═══ Fragmento ═══

Ciro Gómez Leyva
09-07-10
Lo inevitable tuvo salida. Guillermo Fariñas había elegido retar abiertamente a la dictadura, un método eficaz para encontrarse con la muerte. Pero hay historias predestinadas a no morir. Esas que cambian el curso de las cosas.
En el día 135 de huelga de hambre, el cardenal Jaime Ortega anunció que el gobierno de Raúl Castro aceptaba liberar a 52 presos políticos: los pensadores y activistas cazados en 2003 por “atentar y conspirar contra Cuba”. Postrado en el hospital, con barro biliar y un trombo en la vena yugular subclavia, Fariñas dijo que si era así, él también aceptaba.
Ya no importó que, por lo pronto, el llamado “gesto humanitario” de los Castro incluyera a sólo cinco presos que podrán irse de Cuba. O que se dejara en la niebla la mecánica de las próximas liberaciones. Bastó la promesa para que el canciller de España, Miguel Ángel Morantinos, intermediario clave en esta fase crucial, asegurara que en tres o cuatro meses “quedará definitivamente zanjado el problema de los prisioneros de conciencia”.

═══ Datos proporcionados ═══

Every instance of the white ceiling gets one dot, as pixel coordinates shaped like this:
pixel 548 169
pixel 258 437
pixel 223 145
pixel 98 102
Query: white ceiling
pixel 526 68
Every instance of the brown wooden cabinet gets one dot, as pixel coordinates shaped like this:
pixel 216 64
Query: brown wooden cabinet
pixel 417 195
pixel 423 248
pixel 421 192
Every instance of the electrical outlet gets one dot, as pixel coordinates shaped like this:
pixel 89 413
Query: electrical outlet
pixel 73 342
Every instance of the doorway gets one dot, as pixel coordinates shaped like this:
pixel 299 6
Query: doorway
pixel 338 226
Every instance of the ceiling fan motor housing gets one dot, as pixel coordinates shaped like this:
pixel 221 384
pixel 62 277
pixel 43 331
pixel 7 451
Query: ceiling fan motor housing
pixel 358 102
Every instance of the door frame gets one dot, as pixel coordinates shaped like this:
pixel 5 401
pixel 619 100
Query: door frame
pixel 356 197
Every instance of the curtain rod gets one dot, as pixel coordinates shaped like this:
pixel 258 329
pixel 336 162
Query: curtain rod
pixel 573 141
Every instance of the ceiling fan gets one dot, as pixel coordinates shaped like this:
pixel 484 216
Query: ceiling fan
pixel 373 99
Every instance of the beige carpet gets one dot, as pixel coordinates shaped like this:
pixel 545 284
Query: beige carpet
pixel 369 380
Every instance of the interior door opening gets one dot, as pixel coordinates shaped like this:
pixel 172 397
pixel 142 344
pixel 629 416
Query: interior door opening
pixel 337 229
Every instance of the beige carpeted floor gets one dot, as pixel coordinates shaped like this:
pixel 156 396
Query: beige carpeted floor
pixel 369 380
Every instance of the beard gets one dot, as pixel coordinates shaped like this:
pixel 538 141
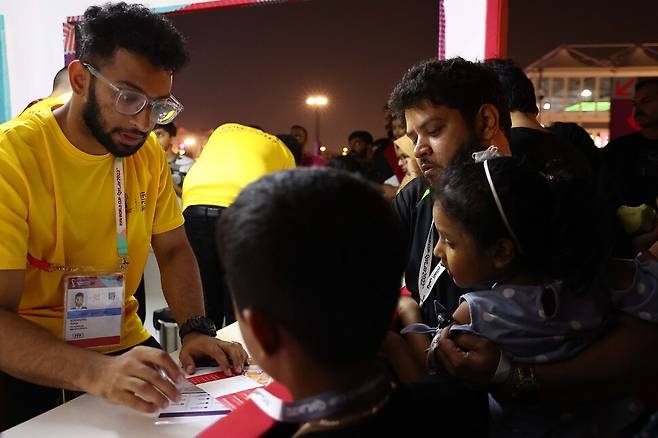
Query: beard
pixel 91 115
pixel 464 154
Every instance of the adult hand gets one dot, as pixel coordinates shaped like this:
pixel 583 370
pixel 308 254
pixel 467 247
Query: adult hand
pixel 468 357
pixel 140 378
pixel 230 356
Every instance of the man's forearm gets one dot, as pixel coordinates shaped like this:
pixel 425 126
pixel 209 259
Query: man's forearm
pixel 181 283
pixel 624 358
pixel 31 353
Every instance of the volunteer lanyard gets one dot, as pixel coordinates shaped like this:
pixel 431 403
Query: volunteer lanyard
pixel 121 227
pixel 372 395
pixel 120 213
pixel 427 279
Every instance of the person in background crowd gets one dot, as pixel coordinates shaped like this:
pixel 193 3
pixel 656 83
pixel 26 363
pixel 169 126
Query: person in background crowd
pixel 323 348
pixel 61 174
pixel 631 162
pixel 179 164
pixel 453 109
pixel 234 156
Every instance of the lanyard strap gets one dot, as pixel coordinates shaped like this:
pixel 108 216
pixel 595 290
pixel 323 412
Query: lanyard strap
pixel 120 212
pixel 327 405
pixel 427 279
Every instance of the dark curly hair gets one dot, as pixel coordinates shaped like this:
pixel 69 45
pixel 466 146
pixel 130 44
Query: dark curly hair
pixel 556 216
pixel 104 29
pixel 258 262
pixel 518 87
pixel 455 83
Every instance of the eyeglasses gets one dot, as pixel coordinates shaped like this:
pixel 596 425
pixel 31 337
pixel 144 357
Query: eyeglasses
pixel 129 102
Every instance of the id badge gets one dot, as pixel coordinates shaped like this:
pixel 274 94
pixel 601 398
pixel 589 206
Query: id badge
pixel 93 309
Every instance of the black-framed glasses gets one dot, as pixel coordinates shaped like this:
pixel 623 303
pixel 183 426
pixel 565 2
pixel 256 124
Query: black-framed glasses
pixel 130 102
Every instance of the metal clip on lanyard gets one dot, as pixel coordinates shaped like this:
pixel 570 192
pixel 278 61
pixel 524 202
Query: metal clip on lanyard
pixel 427 279
pixel 323 406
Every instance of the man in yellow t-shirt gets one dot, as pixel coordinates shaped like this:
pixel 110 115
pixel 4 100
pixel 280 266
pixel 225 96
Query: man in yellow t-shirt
pixel 61 174
pixel 234 156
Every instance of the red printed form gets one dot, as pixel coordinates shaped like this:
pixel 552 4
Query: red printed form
pixel 229 391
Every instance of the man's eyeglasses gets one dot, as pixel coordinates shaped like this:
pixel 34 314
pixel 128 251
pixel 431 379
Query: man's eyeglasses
pixel 129 102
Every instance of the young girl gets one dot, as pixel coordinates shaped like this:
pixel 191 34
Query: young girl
pixel 533 248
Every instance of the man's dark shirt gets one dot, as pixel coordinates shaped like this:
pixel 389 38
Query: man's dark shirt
pixel 414 207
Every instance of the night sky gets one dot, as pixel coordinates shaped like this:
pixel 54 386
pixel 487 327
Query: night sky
pixel 256 65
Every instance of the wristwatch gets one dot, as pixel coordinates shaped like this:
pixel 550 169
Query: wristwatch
pixel 201 324
pixel 524 383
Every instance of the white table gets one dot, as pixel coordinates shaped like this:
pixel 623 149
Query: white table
pixel 90 416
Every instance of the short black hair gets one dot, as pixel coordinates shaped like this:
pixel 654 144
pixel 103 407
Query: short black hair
pixel 61 80
pixel 362 135
pixel 644 82
pixel 520 91
pixel 557 216
pixel 455 83
pixel 293 145
pixel 335 291
pixel 169 127
pixel 104 29
pixel 352 164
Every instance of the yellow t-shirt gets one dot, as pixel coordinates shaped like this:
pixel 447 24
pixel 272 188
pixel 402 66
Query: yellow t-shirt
pixel 57 205
pixel 234 156
pixel 47 104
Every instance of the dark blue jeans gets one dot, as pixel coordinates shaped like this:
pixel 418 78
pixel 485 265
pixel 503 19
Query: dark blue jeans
pixel 200 227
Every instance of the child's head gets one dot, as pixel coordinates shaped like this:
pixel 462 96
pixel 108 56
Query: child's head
pixel 316 254
pixel 543 225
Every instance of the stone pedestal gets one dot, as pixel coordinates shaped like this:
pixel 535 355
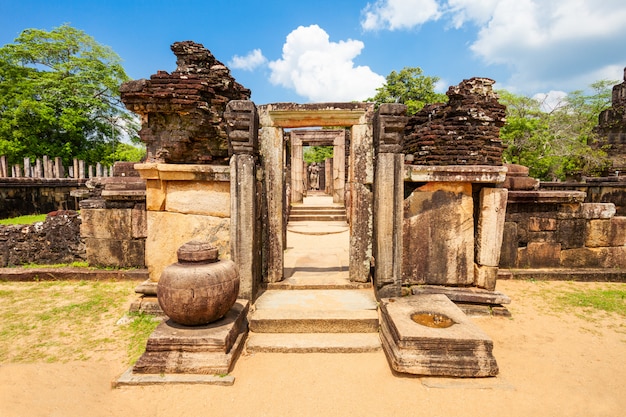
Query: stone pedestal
pixel 461 350
pixel 209 349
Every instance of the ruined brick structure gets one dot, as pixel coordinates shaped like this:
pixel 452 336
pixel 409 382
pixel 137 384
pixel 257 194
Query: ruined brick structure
pixel 612 127
pixel 182 112
pixel 465 131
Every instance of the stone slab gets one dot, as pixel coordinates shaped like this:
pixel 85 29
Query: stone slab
pixel 462 350
pixel 209 349
pixel 464 294
pixel 129 378
pixel 313 342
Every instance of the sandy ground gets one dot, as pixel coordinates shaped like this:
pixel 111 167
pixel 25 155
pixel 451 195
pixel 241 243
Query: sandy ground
pixel 552 363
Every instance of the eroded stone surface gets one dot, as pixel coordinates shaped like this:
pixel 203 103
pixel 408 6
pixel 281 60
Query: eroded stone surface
pixel 462 350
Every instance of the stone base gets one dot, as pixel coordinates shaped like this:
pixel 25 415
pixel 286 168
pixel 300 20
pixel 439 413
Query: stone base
pixel 210 349
pixel 462 350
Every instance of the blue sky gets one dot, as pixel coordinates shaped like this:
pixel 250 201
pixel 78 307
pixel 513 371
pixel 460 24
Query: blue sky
pixel 320 50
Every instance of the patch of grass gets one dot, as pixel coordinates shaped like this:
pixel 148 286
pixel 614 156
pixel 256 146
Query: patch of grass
pixel 61 321
pixel 138 331
pixel 30 219
pixel 609 300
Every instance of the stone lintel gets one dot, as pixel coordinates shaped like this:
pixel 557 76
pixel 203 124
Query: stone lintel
pixel 183 172
pixel 455 173
pixel 290 115
pixel 547 197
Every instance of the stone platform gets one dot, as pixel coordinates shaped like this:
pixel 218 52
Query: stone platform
pixel 210 349
pixel 461 350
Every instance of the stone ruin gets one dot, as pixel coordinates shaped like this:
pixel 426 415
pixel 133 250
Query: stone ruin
pixel 181 112
pixel 611 127
pixel 464 131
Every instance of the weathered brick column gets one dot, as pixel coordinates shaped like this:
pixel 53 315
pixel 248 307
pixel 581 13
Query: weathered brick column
pixel 389 123
pixel 243 129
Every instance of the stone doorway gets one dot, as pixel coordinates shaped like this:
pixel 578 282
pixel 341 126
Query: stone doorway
pixel 356 192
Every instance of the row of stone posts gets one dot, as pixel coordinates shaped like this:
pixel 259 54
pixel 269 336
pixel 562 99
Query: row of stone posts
pixel 47 167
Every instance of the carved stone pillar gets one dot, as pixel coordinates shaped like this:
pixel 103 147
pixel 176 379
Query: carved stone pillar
pixel 242 123
pixel 389 123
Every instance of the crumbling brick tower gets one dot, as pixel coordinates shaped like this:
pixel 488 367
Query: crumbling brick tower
pixel 611 127
pixel 182 112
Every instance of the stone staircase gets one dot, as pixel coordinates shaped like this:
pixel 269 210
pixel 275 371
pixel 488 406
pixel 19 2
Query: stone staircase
pixel 320 320
pixel 330 213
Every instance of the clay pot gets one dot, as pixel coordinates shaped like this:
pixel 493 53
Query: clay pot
pixel 199 288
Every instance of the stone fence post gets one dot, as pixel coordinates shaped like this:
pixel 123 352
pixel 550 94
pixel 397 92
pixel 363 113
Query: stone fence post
pixel 389 123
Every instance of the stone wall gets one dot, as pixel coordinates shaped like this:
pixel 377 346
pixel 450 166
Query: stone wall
pixel 182 112
pixel 21 196
pixel 558 229
pixel 465 131
pixel 56 240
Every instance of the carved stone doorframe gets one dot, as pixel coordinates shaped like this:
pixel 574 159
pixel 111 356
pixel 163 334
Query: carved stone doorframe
pixel 335 138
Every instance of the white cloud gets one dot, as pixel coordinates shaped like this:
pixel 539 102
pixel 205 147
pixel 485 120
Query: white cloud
pixel 248 62
pixel 399 14
pixel 559 44
pixel 321 70
pixel 551 100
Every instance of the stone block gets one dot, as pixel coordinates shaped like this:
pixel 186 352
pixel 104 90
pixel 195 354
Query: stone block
pixel 139 224
pixel 485 276
pixel 543 255
pixel 570 233
pixel 606 232
pixel 490 225
pixel 168 231
pixel 540 224
pixel 106 224
pixel 195 197
pixel 438 235
pixel 597 210
pixel 460 350
pixel 119 253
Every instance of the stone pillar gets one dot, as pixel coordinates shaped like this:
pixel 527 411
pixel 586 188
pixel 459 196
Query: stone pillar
pixel 339 169
pixel 271 150
pixel 489 233
pixel 389 123
pixel 297 170
pixel 243 127
pixel 361 199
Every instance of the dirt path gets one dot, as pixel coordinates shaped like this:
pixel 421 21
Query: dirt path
pixel 552 363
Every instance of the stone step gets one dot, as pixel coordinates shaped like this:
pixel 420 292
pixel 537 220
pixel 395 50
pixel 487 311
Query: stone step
pixel 318 217
pixel 315 311
pixel 313 342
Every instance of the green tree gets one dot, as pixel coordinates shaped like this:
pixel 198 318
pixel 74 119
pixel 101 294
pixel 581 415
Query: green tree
pixel 59 97
pixel 560 142
pixel 411 87
pixel 317 153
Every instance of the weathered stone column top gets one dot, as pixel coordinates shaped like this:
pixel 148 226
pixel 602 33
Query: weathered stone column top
pixel 455 173
pixel 182 172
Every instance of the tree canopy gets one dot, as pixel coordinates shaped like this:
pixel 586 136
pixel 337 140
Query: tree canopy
pixel 411 87
pixel 59 97
pixel 559 142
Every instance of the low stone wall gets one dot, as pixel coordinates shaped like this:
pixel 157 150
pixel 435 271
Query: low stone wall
pixel 544 230
pixel 56 240
pixel 20 196
pixel 598 190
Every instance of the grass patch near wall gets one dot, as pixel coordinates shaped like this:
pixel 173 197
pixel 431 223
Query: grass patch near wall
pixel 30 219
pixel 62 321
pixel 609 300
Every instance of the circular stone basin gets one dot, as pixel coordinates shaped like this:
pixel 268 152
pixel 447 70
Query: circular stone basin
pixel 429 319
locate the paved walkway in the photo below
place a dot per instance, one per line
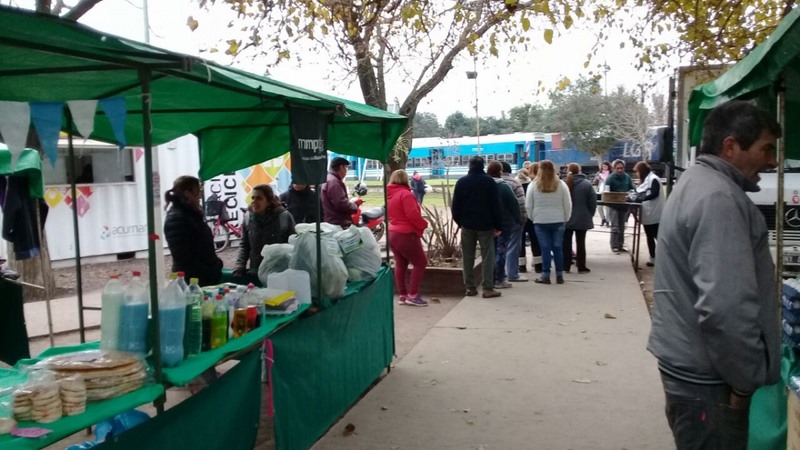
(542, 367)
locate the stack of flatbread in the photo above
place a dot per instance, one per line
(73, 395)
(46, 400)
(23, 405)
(107, 374)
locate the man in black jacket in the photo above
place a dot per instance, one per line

═══

Qué se pide
**1)** Cambia "dictadura" por "tiranía" en la columna sobre Fariñas y cópiala desde "Ciro Gómez Leyva" hasta "él también aceptaba.", ambos inclusive.
**2)** Escribe la continuación de la columna sobre Fariñas a partir de su última oración.

Tus respuestas
**1)**
Ciro Gómez Leyva
09-07-10
Lo inevitable tuvo salida. Guillermo Fariñas había elegido retar abiertamente a la tiranía, un método eficaz para encontrarse con la muerte. Pero hay historias predestinadas a no morir. Esas que cambian el curso de las cosas.
En el día 135 de huelga de hambre, el cardenal Jaime Ortega anunció que el gobierno de Raúl Castro aceptaba liberar a 52 presos políticos: los pensadores y activistas cazados en 2003 por “atentar y conspirar contra Cuba”. Postrado en el hospital, con barro biliar y un trombo en la vena yugular subclavia, Fariñas dijo que si era así, él también aceptaba.

**2)**
No importó la ausencia de cómos, porque era una gran noticia. Fariñas, a fin de cuentas, comenzó la huelga con la exigencia de que se excarcelara a los enfermos. Su victoria sobre la dictadura es monumental, histórica.
“No tendrá una recuperación total, pero puede ser cerca de lo normal”, me dijo su médico personal, Ismel Iglesias, con un juego de palabras como mandado a hacer para este día jubiloso y ambiguo. “Está en estado crítico grave, pero en mes y medio podría ser dado de alta”.
La melancólica diplomacia mexicana, que tendría que haber significado como la española, saludó con vago agrado la noticia.
Gracias, Guillermo, por haber desnudado a tantos. Gracias por esta historia extraordinaria.